Render the data below as a Markdown table with the columns "No." and "Line": number each line and leave out blank lines. Include only the lines from the one with "the deer's muzzle" up to and including the one with "the player's bent".
☆ ☆ ☆ ☆
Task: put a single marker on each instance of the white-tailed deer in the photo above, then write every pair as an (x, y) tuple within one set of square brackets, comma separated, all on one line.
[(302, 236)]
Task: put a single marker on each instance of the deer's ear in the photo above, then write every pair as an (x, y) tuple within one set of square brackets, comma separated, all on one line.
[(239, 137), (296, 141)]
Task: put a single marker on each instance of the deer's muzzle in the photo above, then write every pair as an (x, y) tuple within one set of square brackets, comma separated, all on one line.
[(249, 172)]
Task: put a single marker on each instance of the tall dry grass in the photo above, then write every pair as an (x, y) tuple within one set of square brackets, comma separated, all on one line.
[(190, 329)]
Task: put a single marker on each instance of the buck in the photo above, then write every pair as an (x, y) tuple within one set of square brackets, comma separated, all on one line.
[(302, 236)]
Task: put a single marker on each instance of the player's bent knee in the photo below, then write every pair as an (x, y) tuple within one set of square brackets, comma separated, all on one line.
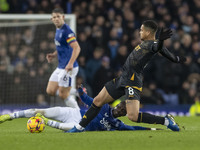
☆ ☆ ☆ ☆
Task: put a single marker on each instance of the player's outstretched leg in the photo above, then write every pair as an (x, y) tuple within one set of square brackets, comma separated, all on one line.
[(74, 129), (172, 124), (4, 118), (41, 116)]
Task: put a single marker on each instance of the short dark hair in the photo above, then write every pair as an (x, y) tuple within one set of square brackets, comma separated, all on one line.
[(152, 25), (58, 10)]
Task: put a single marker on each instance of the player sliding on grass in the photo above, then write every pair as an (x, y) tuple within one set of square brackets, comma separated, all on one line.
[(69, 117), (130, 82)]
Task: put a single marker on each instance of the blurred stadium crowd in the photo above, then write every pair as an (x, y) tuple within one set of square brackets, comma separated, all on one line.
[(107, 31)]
☆ ☆ ☆ ☆
• **OUTPUT**:
| No. | Line |
|---|---|
| 1 | Task: put a single marker on each instance of the deer's muzzle in the photo above, then write every pair as an (x, y) tuple within one set of square brackets, comma separated, all on one line. |
| 2 | [(249, 172)] |
| 3 | Task: put a single marker on each instance of the tall dry grass in the photo above, then write every pair as an (x, y) tuple within one set of square brackets, comma separated, all on one line. |
| 4 | [(190, 329)] |
| 5 | Task: put a single marker on each instance of the buck in the photo above, then write every pair as an (x, y) tuple within one set of square brackets, comma separated, all on one line. |
| 6 | [(302, 236)] |
| 7 | Task: put a single marker on each instance of the player's bent knee in the photo below, then write every pair as an (x, y) tuple within one set of square brackets, comma separated, all on one line. |